Jump to content

Low temperature thermostat?


Recommended Posts

On 8/23/2016 at 5:12 PM, O_J_Simpson said:

Please do it. We need someone to do it and report back how it affects carbon build up in GM's DI engines. Keep us informed please.

 

142,000 miles. Most of them on a Riesch Racing 170 F thermostat in an IPSCO housing. Upper hose in photo below.

Uses old school 55 mm small block thermostats.  

 

It's a single cab and I have zero issues with winter heat even when -20 F. Fact is it will cook you like a turkey.

Zero issues with a quick warm ups. Yes they are lower peak temperatures. It is why you install them.

Tosses no codes.

Motor oil remains safely warm. Depending on load, 188 to 205 F. No oil sludging. No fuel build up. 

Transmission runs cooler that a thermostat delete alone.

On a really hot day, that is over 95 F it will run a bit warmer on the water but only a few degrees. That is to say the thermostat gets and stays wide open and does not throttle.

It does not over cycle ever.

IF you get caught in something like accident traffic on a hot day it will get hot enough to cycle the fans. Water and oils can reach the low 200's (F).

If you turn on the AC the fans will kick on sooner and keep everything under 200 F.

I experiences no loss of economy. In fact it has improved with age.

Zero carbon issues. Actually lowered the KI r e t a r d. (Got censored LOL) 

What else would you like to know? 😉 

 

At the time I did this mod Katech had not yet released this unit (174 F). This would be a cleaner installation perhaps. 

 

 https://gwatneyperformance.com/product/katech-160-degree-gen-5-lt-thermostat-kat-a7260/

 

IMG_0165.thumb.JPG.e970dbe4414abe53829584b49a9a1b54.JPG

 

 

Edited by Grumpy Bear
  • Like 1
Link to comment
Share on other sites

i'm using the  Katec 175 thermostat, best upgrade for Hp for the $$$ spent. you can also try the cts-V stat 195 not much difference vs stock there.

◆ **Listed records**
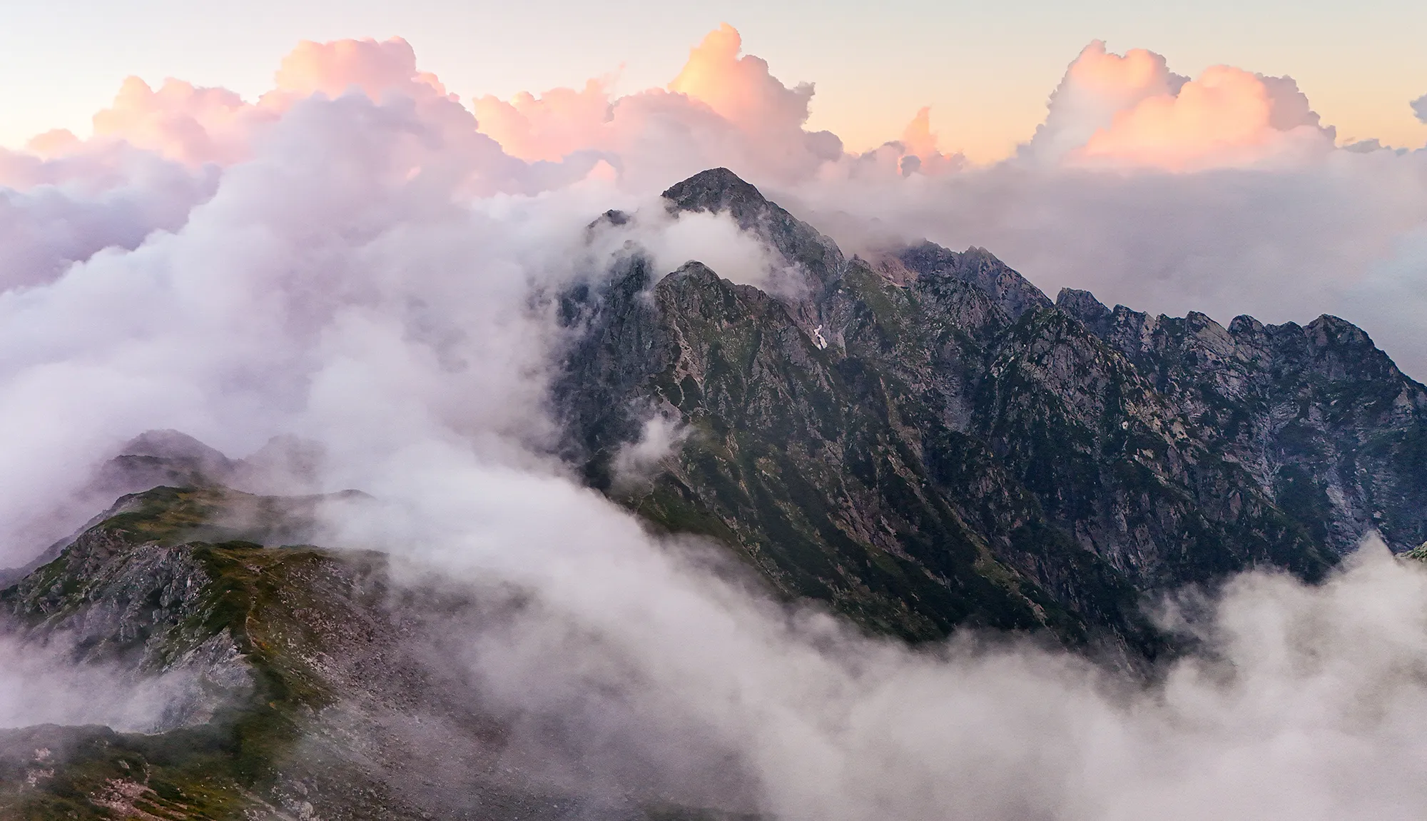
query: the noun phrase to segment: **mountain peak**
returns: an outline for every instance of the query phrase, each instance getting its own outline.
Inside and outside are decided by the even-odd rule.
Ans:
[[[682,183],[669,186],[664,191],[664,198],[669,200],[676,211],[731,210],[739,218],[742,218],[739,211],[745,208],[768,207],[768,198],[755,186],[728,168],[699,171]]]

◆ **Problem requirements**
Rewrite the thermostat post from "Tosses no codes." to "does not throttle.", replacing "Transmission" with "Gearbox". The items have nothing to do with the thermostat post.

◆ **Solution**
Tosses no codes.

Motor oil remains safely warm. Depending on load, 188 to 205 F. No oil sludging. No fuel build up. 

Gearbox runs cooler that a thermostat delete alone.

On a really hot day, that is over 95 F it will run a bit warmer on the water but only a few degrees. That is to say the thermostat gets and stays wide open and does not throttle.